- ARBEITSAUFTRAG A
Woher kam laut dem Auszug über den Gezi-Park der Besucher, der eine der ersten schweren Verletzungen in Istanbul erlitt?
- ARBEITSAUFTRAG B
Schreib den Auszug über den Gezi-Park nach seinem letzten Satz weiter.
━━━ AUSZUG ━━━
Gezi Park ist der Beginn der 4. Runde im Kampf um die Plätze. Wir Können Kairo als einen Startpunkt begreifen, weitergetragen in der weltweiten Occupybewegung, bis hin zu M15 in Spanien. Diese Kämpfe haben ihre eigenen Merkmale aber auch deutliche Gemeinsamkeiten wie einen ähnlichen „Geist“, ähnliche Methoden und Erscheinungsbild, und nicht zuletzt das #, welches auf jedem Schriftstück, Poster oder Transparent auftaucht. Alle sind Teil eines gemeinsamen Lernprozesses in dem wir uns genau beobachten, von einander lernen und natürlich besuchen und mitmachen. Eine der ersten schweren Verletzungen in Istanbul, traf einen Besucher aus Kairo. Wenn ich in Gezi war, traf ich Leute auf Europa, Nordamerika und von weiter weg – eine winzige Minderheit in der gesamten Menge, aber Menschen, die sich als Teil einer weltweiten Suchbewegung sehen. Schließlich waren wir zu fünft aus Irland am einen oder anderen Ort, sicherlich waren da noch mehr Iren, und ich traf Menschen, mit denen ich zuletzt vor 2 Jahrzehnten in der Zapatista-Solidarität zusammen gearbeitet hatte.
━━━ BEREITGESTELLTE DATEN ━━━
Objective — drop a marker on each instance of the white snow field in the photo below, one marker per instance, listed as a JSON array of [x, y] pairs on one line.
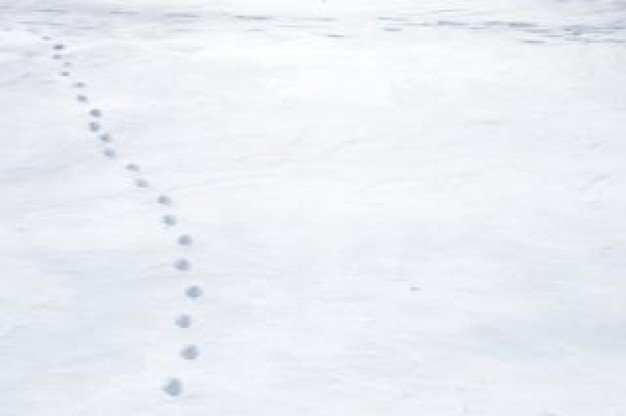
[[387, 208]]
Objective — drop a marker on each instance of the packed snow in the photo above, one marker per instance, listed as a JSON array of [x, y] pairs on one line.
[[324, 208]]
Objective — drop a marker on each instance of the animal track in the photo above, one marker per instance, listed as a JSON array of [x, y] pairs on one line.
[[164, 200], [170, 220], [183, 321], [194, 292], [173, 387], [190, 352], [184, 240]]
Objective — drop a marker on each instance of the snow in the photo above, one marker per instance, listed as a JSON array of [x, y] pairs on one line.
[[327, 208]]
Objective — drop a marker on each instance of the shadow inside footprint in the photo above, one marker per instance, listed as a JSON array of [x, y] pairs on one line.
[[133, 167], [190, 352], [164, 200], [183, 321], [170, 220], [194, 292], [173, 387]]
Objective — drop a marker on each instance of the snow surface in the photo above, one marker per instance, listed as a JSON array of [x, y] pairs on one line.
[[390, 208]]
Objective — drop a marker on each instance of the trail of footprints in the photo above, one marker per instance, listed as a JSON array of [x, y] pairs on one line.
[[172, 386]]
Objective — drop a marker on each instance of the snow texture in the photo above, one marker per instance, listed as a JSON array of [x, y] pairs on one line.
[[323, 208]]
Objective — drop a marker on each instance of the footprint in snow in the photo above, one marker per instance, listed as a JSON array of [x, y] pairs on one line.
[[133, 167], [170, 220], [183, 321], [194, 292], [173, 387], [190, 352], [164, 200]]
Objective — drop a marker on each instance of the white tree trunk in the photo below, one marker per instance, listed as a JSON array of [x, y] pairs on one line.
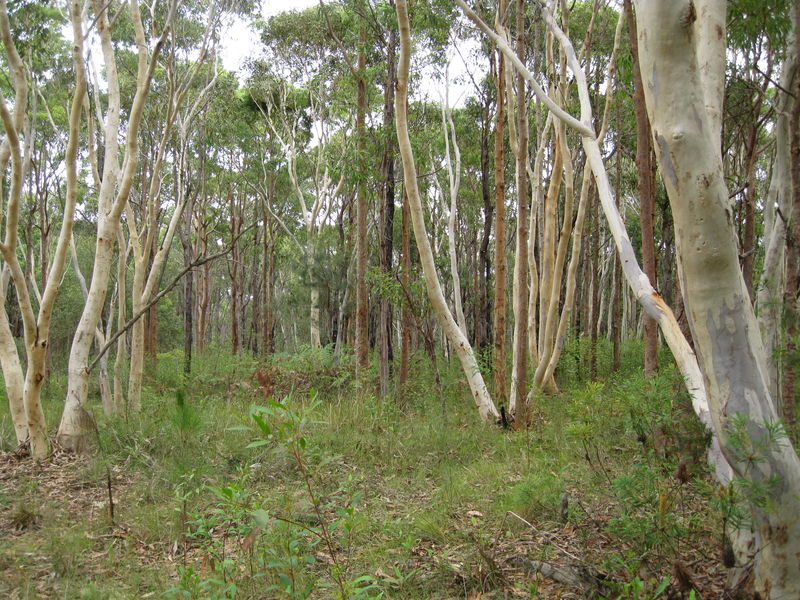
[[76, 425], [777, 212], [460, 343], [12, 369], [724, 327]]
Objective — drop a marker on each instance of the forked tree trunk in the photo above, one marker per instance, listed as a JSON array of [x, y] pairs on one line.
[[76, 425], [406, 315], [11, 367], [778, 203], [450, 328], [674, 41], [646, 186], [519, 373]]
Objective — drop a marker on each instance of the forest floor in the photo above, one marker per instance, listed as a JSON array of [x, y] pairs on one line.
[[331, 493]]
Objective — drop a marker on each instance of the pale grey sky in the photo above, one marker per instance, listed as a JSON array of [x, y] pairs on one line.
[[240, 42]]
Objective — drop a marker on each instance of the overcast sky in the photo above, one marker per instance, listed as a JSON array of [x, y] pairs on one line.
[[241, 42]]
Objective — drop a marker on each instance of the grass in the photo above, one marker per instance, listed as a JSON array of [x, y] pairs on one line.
[[376, 501]]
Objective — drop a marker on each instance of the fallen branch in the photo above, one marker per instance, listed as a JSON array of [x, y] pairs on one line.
[[590, 581]]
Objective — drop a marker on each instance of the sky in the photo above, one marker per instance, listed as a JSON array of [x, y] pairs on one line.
[[240, 42]]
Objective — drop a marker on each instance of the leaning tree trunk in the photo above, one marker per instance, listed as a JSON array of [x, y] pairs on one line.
[[646, 186], [461, 345], [11, 367], [680, 86], [76, 425], [500, 284]]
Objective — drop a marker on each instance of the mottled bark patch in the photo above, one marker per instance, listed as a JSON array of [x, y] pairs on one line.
[[667, 166]]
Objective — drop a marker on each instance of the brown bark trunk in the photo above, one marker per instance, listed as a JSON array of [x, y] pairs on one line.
[[233, 271], [500, 369], [405, 324], [595, 300], [646, 186], [387, 214], [362, 306], [792, 286], [483, 313], [521, 261]]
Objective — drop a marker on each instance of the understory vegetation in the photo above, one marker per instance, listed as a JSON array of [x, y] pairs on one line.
[[279, 478]]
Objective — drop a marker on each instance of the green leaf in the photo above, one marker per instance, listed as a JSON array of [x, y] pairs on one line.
[[261, 517]]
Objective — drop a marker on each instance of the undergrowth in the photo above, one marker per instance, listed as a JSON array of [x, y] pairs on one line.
[[225, 487]]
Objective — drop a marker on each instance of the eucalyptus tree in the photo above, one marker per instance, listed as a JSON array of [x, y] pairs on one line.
[[680, 43], [26, 407], [459, 341], [297, 86], [116, 181], [184, 90]]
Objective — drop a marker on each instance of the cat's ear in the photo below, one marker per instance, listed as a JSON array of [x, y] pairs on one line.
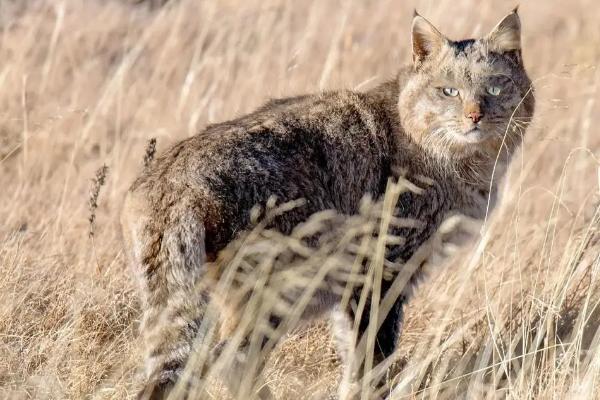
[[426, 40], [506, 36]]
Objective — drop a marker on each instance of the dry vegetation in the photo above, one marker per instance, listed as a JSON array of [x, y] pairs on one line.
[[89, 82]]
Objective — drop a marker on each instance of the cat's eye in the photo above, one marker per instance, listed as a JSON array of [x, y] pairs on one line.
[[450, 92], [494, 90]]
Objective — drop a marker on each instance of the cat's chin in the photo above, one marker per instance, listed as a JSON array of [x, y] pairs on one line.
[[472, 136]]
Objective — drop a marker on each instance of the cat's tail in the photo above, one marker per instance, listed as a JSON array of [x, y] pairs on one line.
[[167, 255]]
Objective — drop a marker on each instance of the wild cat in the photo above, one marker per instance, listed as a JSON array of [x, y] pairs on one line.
[[454, 117]]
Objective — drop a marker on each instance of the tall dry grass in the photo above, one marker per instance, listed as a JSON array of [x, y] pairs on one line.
[[89, 82]]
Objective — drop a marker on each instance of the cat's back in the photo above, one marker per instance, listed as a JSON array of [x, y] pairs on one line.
[[329, 149]]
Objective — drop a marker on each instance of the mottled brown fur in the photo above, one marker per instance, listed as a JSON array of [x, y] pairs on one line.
[[330, 149]]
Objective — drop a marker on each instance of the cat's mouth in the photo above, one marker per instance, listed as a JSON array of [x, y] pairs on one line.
[[473, 135]]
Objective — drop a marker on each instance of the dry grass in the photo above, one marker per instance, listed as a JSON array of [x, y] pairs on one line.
[[89, 82]]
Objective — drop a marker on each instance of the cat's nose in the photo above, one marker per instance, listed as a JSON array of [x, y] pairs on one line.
[[473, 112]]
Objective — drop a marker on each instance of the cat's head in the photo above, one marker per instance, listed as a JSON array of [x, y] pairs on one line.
[[469, 98]]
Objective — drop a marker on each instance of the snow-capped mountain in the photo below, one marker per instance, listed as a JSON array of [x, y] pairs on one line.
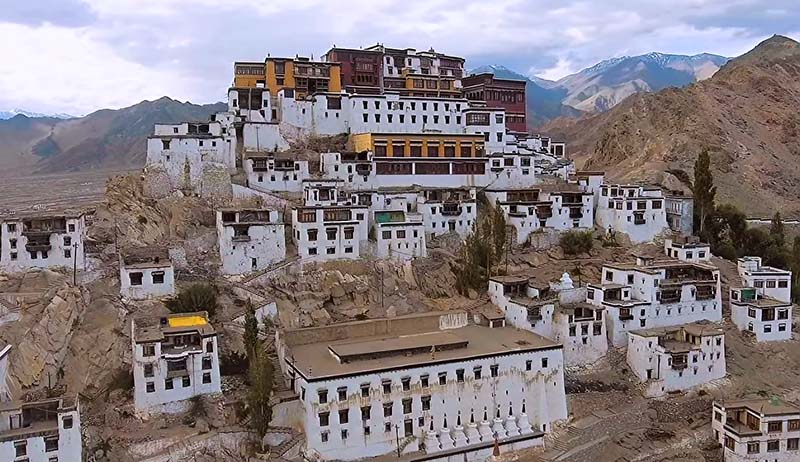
━━━
- RICHTIGE ANTWORT A
Aus Kairo.

- RICHTIGE ANTWORT B
Ich verbrachte viel Zeit mit einem Militanten der DAF (Revolutionary Anarchist Action) um über die Einordnung der Kämpfe in die Türkische und Globale Politik zu sprechen. Als wir Internetseiten und eMail Adressen austauschten und ich die Website von DAF, der auffälligsten Gruppe am Platz checkte, sah ich, dass sie nicht nur eine sehr detaillierte Analyse von Tahrir und Occupy online hatten, sie hatten sie auch ins englische übersetzt. Nun, für einige Tage im Juni, war der Gezi Park Bezugspunkt einer globalen Bewegung, und jeder mit dem ich sprach war sich dessen Bewusst.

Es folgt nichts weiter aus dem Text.